### What this task involves
Rewrite the material below, changing every "Provide pixel coordinates per instance" to "Give pixel coordinates for each instance" and keeping everything else the same. Leave the pictures out of your answer.

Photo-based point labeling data

----------------

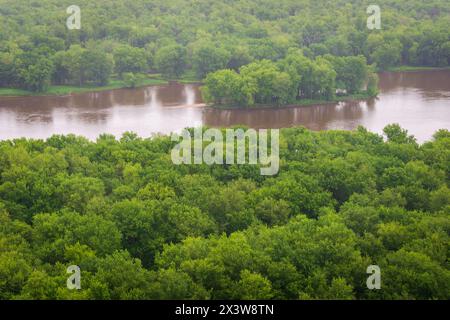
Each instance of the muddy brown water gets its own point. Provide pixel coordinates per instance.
(418, 101)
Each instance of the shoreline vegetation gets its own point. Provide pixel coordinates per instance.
(156, 80)
(299, 103)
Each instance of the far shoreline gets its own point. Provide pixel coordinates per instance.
(62, 90)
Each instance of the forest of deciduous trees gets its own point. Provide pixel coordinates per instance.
(189, 39)
(290, 80)
(140, 227)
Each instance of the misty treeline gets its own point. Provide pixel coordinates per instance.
(189, 39)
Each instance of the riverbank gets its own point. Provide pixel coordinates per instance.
(414, 68)
(157, 79)
(62, 90)
(299, 103)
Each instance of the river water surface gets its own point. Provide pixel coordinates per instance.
(418, 101)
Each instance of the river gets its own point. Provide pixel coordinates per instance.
(418, 101)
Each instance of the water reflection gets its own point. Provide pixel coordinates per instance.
(419, 101)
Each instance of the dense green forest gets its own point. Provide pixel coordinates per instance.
(140, 227)
(188, 39)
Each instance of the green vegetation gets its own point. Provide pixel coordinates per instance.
(142, 228)
(295, 80)
(138, 81)
(181, 39)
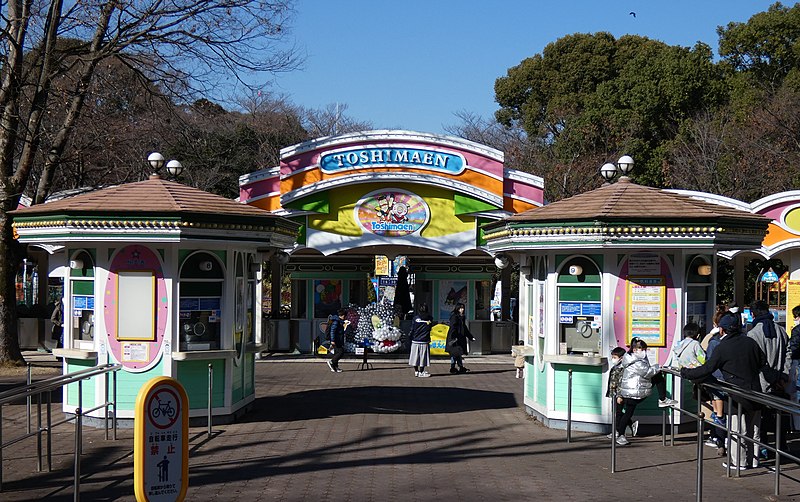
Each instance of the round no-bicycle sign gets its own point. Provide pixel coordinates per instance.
(161, 441)
(163, 408)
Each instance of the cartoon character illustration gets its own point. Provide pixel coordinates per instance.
(399, 213)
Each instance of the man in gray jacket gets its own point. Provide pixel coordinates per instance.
(772, 339)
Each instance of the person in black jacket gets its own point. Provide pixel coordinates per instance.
(740, 359)
(794, 353)
(420, 341)
(457, 338)
(337, 325)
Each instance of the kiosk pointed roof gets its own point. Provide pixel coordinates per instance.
(152, 196)
(625, 200)
(154, 209)
(625, 214)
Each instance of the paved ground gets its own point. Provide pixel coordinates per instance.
(384, 435)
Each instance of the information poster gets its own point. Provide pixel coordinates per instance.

----------------

### Result below
Each instance of the muddy brown water gets its own point. Give pixel coordinates for each instance.
(418, 101)
Each instance of the shoreline vegetation gets its own point. Give pixel coordinates for each instance.
(156, 80)
(299, 103)
Each instance of the far shoreline gets its own point. Give pixel coordinates for each instance.
(62, 90)
Each instance of the forest of deciduous trees gets its own point. Give pixel coordinates for each instance.
(189, 39)
(290, 80)
(140, 227)
Each instance of the misty treeline gets its own point. Give pixel coordinates for each instance.
(189, 39)
Each instance of the riverbank gets its own point. Give pixel coordinates for each instance.
(414, 68)
(157, 79)
(62, 90)
(299, 103)
Each instance of the river water surface gets its own point. Give pixel coordinates for each instance.
(418, 101)
Each instance of the river gets its own point. Give pixel coordinates for each instance.
(418, 101)
Each instance of the water reflection gets its own point. Give pixel coordinates for each instance.
(419, 101)
Each instance of the dense green forest gets its own point. Give pixel coordinates for each instance.
(140, 227)
(188, 39)
Each instance of the green vegetation gets its own point. Give pixel coordinates for each instance.
(142, 228)
(295, 80)
(138, 81)
(181, 39)
Each instance of the round no-bicycle sign gets its own point. Give pixel coordinates for each instance.
(161, 441)
(163, 408)
Each instance of the cartoon character illustration gets its own point. Give pixel coordinates for each instance.
(399, 213)
Each instance of the man in gray jacket gets its own point. Give pixel coordinates for each instance.
(772, 339)
Each instance of the person in black jacket gets its own point. Give pixel coordinates for each instance.
(740, 359)
(794, 353)
(420, 341)
(457, 338)
(337, 325)
Each instance of the kiosk pointed roof gets its own point. Give pixel coordinates for each instance.
(152, 196)
(625, 200)
(154, 209)
(625, 214)
Each instance of the paved ground gets its own point. Give pixel coordinates for each instance.
(384, 435)
Each instance of the information poster gets its own point. Give pixel coordinates for each instance.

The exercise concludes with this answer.